To do: Provide an exact reproduction of every entry.

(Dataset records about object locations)

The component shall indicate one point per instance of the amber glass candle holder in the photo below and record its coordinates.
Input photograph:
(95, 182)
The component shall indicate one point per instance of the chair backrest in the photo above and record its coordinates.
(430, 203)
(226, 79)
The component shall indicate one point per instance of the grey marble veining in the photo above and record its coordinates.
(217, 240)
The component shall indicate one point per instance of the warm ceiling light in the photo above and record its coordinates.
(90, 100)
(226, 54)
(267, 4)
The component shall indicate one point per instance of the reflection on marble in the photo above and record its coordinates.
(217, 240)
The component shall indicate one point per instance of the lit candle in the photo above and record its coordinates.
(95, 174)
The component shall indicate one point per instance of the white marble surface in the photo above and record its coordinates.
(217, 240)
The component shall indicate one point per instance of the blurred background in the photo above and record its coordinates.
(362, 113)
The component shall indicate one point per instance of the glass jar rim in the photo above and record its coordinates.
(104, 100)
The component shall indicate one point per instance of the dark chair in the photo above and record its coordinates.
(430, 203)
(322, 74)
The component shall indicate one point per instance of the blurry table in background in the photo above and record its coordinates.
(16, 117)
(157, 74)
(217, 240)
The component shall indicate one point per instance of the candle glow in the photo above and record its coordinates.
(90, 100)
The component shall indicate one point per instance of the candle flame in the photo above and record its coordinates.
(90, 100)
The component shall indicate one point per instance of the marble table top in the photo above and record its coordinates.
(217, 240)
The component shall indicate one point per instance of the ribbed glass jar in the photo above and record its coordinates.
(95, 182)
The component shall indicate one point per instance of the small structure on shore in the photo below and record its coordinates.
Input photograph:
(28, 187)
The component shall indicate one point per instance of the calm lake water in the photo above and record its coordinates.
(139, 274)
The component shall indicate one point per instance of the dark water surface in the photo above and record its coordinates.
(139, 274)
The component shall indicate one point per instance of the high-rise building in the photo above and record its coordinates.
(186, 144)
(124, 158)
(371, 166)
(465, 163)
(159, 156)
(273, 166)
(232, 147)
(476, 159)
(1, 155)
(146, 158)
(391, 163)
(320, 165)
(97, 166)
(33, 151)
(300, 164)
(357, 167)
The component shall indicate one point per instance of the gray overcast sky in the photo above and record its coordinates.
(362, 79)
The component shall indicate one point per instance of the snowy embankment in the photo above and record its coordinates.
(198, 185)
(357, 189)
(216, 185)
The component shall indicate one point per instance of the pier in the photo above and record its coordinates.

Completed exercise:
The component shall indicate one point per instance of the amber glass candle holder in the photo below and record its coordinates.
Input photograph:
(95, 182)
The component shall indicate one point per instance of the chair backrest in the photo above and record its coordinates.
(430, 203)
(226, 79)
The component shall indicate one point per instance of the grey marble veining in the photo above and record its coordinates.
(217, 240)
The component shall indicate one point per instance of the warm ceiling light in the photo above and record its coordinates.
(90, 100)
(226, 54)
(267, 4)
The component shall indicate one point per instance of the reflection on marble in the photo above and record its coordinates.
(217, 240)
The component shall indicate one point per instance of the lit candle in the photo above and record its coordinates.
(95, 174)
The component shall indicate one point per instance of the white marble surface in the photo above and record its coordinates.
(217, 240)
The component shall indicate one point per instance of the blurred background in the photo above and record its coordinates.
(362, 113)
The component shall indicate one point per instance of the glass jar rim in the photo above and record its coordinates.
(104, 100)
The component shall indicate one point per instance of the dark chair in the photo above and record its coordinates.
(430, 203)
(322, 74)
The component shall indicate one point per instance of the blurry table in background in the photo above and record its coordinates.
(16, 117)
(157, 74)
(217, 240)
The component shall indicate one point per instance of the candle glow in the photo above and record its coordinates.
(90, 100)
The component shall indicate one point per instance of the candle flame in the photo above and record its coordinates.
(90, 100)
The component shall indicate one point per instance of the marble table top in the photo above and record its coordinates.
(217, 240)
The component shall indicate one point per instance of the ribbed glass jar in the photo above and record its coordinates.
(95, 182)
The component shall indicate one point per instance of the small structure on shore in the photo below and record its coordinates.
Input photograph:
(28, 187)
The component shall indicate one point per instance of the calm lake water in the photo above and record its coordinates.
(139, 274)
The component shall indicate one point per instance of the dark water surface in the photo above and record its coordinates.
(139, 274)
The component shall indicate one point per instance of the high-rise building in the photo above and record its coordinates.
(186, 144)
(124, 158)
(371, 166)
(465, 163)
(159, 156)
(273, 166)
(232, 147)
(476, 159)
(1, 155)
(146, 158)
(391, 163)
(320, 165)
(97, 166)
(33, 151)
(300, 164)
(357, 167)
The component shall indicate one point per instance of the gray overcast sky in the photo above and record its coordinates.
(362, 79)
The component shall indicate one point per instance of the snowy embankment in the photo above and record its coordinates.
(198, 185)
(357, 189)
(216, 185)
The component shall indicate one point per instance of the pier in the photo above and record its coordinates.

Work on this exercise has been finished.